• _DIRECTIVE_: Identify each line in the data below that contains the word "hanging", and copy every such line.
** Begin DATA SUPPLIED **
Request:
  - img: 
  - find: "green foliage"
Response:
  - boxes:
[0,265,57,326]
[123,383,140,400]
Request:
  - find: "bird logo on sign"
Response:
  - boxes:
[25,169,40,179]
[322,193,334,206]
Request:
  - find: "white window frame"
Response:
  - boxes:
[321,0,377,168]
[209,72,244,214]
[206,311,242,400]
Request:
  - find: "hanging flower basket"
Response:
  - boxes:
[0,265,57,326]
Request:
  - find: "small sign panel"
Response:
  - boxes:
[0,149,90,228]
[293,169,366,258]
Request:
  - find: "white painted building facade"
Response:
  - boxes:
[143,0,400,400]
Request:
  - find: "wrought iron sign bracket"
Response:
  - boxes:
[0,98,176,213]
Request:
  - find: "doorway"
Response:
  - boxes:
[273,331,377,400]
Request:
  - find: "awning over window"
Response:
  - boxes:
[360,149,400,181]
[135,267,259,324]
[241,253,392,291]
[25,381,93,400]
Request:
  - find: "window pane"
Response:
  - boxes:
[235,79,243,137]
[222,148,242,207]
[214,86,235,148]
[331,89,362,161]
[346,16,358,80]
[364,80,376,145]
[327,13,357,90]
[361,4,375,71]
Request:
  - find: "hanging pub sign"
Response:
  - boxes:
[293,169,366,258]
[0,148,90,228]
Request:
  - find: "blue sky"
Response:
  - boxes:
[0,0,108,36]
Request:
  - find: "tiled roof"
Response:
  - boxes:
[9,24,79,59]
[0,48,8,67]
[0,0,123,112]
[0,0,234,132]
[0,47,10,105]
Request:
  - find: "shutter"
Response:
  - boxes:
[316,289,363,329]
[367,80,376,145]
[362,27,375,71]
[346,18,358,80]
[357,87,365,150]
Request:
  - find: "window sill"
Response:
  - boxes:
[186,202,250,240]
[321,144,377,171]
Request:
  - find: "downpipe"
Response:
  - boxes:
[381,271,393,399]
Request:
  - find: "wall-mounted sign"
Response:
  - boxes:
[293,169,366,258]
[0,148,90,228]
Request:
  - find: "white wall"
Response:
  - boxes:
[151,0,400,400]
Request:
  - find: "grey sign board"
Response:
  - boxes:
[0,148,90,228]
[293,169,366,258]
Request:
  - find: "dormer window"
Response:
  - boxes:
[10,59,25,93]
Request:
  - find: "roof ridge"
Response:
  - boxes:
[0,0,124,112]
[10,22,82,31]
** End DATA SUPPLIED **
** Begin DATA SUPPLIED **
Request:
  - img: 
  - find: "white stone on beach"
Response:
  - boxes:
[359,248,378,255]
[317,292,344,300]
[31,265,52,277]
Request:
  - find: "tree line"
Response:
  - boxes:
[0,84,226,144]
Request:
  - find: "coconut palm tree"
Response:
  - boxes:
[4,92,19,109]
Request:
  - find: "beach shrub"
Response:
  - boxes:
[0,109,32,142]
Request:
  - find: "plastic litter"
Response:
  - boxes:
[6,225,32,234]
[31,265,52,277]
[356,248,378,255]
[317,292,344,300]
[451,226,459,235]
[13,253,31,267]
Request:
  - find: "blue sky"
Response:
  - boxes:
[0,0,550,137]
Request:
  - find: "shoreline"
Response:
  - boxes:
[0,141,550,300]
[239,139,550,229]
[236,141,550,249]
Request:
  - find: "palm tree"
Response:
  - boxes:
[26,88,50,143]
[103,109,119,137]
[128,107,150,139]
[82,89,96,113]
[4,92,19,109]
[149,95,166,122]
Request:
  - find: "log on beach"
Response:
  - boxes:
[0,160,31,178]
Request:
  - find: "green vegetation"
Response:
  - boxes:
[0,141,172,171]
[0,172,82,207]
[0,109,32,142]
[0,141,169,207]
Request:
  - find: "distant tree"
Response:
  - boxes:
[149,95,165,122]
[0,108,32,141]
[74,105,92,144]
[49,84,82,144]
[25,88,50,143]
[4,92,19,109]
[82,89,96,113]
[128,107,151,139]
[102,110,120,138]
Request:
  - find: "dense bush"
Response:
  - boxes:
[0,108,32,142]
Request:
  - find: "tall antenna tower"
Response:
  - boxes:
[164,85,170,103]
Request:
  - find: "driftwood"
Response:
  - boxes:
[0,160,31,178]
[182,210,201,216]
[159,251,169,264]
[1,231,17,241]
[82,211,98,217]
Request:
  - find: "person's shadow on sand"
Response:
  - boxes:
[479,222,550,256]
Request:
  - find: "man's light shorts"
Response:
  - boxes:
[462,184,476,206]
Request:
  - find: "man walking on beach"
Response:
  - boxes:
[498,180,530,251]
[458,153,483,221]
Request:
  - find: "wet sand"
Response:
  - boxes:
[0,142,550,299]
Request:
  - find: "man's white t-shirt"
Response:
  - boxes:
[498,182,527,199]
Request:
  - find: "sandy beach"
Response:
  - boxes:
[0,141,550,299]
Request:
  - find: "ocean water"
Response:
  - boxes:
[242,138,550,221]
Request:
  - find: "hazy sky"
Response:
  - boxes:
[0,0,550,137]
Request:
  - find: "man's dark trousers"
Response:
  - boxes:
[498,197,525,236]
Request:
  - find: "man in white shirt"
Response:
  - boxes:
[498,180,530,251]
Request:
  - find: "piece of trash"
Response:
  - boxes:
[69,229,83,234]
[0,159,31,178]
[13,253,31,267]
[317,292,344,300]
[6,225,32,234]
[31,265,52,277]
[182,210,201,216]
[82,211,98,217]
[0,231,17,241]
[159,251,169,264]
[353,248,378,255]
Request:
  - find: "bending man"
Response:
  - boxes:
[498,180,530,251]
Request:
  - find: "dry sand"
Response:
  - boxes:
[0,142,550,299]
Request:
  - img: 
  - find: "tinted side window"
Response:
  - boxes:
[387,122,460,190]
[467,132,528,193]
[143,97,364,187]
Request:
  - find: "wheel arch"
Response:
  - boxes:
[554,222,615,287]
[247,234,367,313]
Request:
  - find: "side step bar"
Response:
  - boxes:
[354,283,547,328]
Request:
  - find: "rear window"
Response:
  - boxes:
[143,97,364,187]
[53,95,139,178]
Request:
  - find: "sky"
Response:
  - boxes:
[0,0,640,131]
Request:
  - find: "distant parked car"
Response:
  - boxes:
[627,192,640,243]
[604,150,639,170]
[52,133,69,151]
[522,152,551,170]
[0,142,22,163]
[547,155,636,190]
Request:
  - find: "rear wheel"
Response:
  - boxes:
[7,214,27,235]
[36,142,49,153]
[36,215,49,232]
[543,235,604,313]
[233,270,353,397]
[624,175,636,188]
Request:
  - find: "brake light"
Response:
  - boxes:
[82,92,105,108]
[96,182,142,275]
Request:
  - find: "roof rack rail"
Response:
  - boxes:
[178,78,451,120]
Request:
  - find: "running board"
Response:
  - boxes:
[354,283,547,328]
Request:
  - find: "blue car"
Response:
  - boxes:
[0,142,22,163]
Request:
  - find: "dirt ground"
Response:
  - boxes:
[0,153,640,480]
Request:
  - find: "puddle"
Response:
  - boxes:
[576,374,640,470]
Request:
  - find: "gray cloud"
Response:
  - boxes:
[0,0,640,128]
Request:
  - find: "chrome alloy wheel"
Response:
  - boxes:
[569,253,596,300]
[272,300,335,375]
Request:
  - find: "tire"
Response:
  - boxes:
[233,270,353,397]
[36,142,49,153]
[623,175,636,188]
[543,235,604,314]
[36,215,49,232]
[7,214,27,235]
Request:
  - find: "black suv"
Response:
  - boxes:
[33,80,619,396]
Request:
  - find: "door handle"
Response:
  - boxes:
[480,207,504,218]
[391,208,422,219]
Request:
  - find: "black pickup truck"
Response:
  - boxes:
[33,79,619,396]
** End DATA SUPPLIED **
• _EXPECTED OUTPUT_:
  - find: "hanging flower basket"
  - find: "hanging pub sign"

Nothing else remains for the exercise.